* [Instructions to follow] Take the entries that follow and write them out again, word for word.

[[ Task input, beginning ]]

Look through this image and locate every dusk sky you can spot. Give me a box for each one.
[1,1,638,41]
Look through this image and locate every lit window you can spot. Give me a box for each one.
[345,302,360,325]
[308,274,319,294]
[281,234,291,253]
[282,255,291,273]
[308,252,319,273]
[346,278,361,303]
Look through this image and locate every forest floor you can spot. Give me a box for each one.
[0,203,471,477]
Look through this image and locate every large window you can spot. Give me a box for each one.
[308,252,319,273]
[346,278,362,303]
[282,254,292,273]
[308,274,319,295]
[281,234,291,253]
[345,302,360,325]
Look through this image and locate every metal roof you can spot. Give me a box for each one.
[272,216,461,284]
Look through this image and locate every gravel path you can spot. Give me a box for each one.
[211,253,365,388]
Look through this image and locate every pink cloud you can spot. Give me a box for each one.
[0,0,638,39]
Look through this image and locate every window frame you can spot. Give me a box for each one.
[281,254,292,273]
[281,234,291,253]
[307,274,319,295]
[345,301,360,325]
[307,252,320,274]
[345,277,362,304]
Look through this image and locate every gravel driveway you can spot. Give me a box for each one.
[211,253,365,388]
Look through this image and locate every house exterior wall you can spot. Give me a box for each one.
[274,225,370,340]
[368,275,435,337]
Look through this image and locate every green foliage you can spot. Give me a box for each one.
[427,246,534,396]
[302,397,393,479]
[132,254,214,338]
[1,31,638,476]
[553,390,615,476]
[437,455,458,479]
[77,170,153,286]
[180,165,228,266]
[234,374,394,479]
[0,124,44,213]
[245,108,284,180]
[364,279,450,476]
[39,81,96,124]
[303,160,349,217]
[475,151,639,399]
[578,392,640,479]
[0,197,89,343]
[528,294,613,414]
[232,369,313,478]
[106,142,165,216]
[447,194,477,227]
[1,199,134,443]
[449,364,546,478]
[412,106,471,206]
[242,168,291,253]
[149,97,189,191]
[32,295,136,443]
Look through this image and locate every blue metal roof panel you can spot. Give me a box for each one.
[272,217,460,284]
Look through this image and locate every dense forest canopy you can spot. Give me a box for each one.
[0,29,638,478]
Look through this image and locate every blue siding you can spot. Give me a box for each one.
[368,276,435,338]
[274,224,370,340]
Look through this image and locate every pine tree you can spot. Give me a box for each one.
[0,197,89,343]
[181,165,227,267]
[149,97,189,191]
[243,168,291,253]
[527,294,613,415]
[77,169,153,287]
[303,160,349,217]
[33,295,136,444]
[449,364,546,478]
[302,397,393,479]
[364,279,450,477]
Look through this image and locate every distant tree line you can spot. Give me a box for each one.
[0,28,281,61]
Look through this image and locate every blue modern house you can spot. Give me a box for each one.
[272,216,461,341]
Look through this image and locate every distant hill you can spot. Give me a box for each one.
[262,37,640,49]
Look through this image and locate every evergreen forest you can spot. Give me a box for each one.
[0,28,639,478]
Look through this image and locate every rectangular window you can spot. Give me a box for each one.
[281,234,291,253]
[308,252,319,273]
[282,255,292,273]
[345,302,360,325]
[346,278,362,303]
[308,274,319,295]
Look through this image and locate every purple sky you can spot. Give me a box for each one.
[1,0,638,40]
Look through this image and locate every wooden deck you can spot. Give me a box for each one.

[[ Task input, end ]]

* [Result]
Look through this image and locate every dusk sky you can spot. Give me a box for each one.
[1,1,638,41]
Look through this image and locate every lit window you can spot. Give me a box for each one.
[345,302,360,325]
[308,274,319,294]
[281,234,291,253]
[282,255,291,273]
[308,252,319,273]
[346,278,361,303]
Look through this image and locate every forest floor you can spot. Give me a box for each one.
[0,203,471,477]
Look through this image and locate every large window you can spot. Give me a box for each one.
[308,252,319,273]
[346,278,362,303]
[282,254,292,273]
[308,274,319,295]
[281,234,291,253]
[345,302,360,325]
Look through this image and locate every metal roof you can spot. Give me a box for each one.
[272,216,461,284]
Look through this image and locate every gravel path you can spot. Give me a box for each one.
[211,253,365,388]
Look through this image and locate every pink cloud you can spot. Give me a box for each one.
[0,0,638,39]
Look through this image and locate every window frame you can spot. Give me a box for each one.
[281,254,292,273]
[281,234,291,253]
[307,274,319,295]
[345,301,360,325]
[307,252,320,274]
[345,277,362,304]
Look through this image and locate every gravel driveway you can spot. Give me a box for each one.
[211,253,365,388]
Look through this image and locate every house exterior wall you can spot. Give me a box for each one.
[274,225,370,340]
[368,275,435,337]
Look through this image and locate every green foliage you can spot. Give me a box for each one.
[427,246,534,396]
[302,397,393,479]
[132,254,214,338]
[1,31,638,476]
[553,390,615,476]
[437,455,458,479]
[77,170,153,286]
[180,165,228,266]
[234,374,394,479]
[0,124,44,213]
[245,108,284,180]
[364,279,450,476]
[39,81,96,124]
[303,160,349,217]
[475,151,639,399]
[578,392,640,479]
[0,197,89,343]
[528,294,613,414]
[232,369,313,478]
[106,142,165,216]
[447,194,477,227]
[1,199,134,443]
[449,364,546,478]
[412,106,471,206]
[242,168,291,253]
[149,97,189,191]
[32,295,136,443]
Look through this image and locate every blue metal roof panel you can spot. Give me a box for each one.
[272,217,460,284]
Look through this image and locate every dense forest canopy you can spot. Give me a box for each one.
[0,29,638,478]
Look through this image and locate every blue siding you can spot. Give me a box for each one.
[368,276,435,338]
[274,224,370,340]
Look through this image and locate every pine tree you can spot. Give me a box for each one.
[0,197,89,343]
[181,165,227,267]
[149,97,189,191]
[243,168,291,253]
[527,294,613,415]
[77,169,153,287]
[303,160,349,217]
[33,295,136,444]
[449,364,546,478]
[302,397,393,479]
[364,279,450,477]
Look through this image and locate every distant tree line you can spot. Give me a box for each one.
[0,28,281,61]
Look through this image and locate every blue modern house you can spot. Give me a box for each one.
[272,216,461,341]
Look through this image and locate every distant hill you can spot. Give me a box for each one.
[262,37,640,49]
Look through this image and locate every evergreen forest you can spot. Give me a box for each one.
[0,28,639,478]
Look through this image and locate every rectangular window you can spot. Give me a box for each one.
[281,234,291,253]
[308,252,319,273]
[282,255,292,273]
[345,302,360,325]
[346,278,362,303]
[308,274,319,295]
Look through this image and locate every purple sky you can spot. Give me a box for each one.
[1,0,638,40]
Look through this image and locate every wooden deck you can spot. Give me a box for each one.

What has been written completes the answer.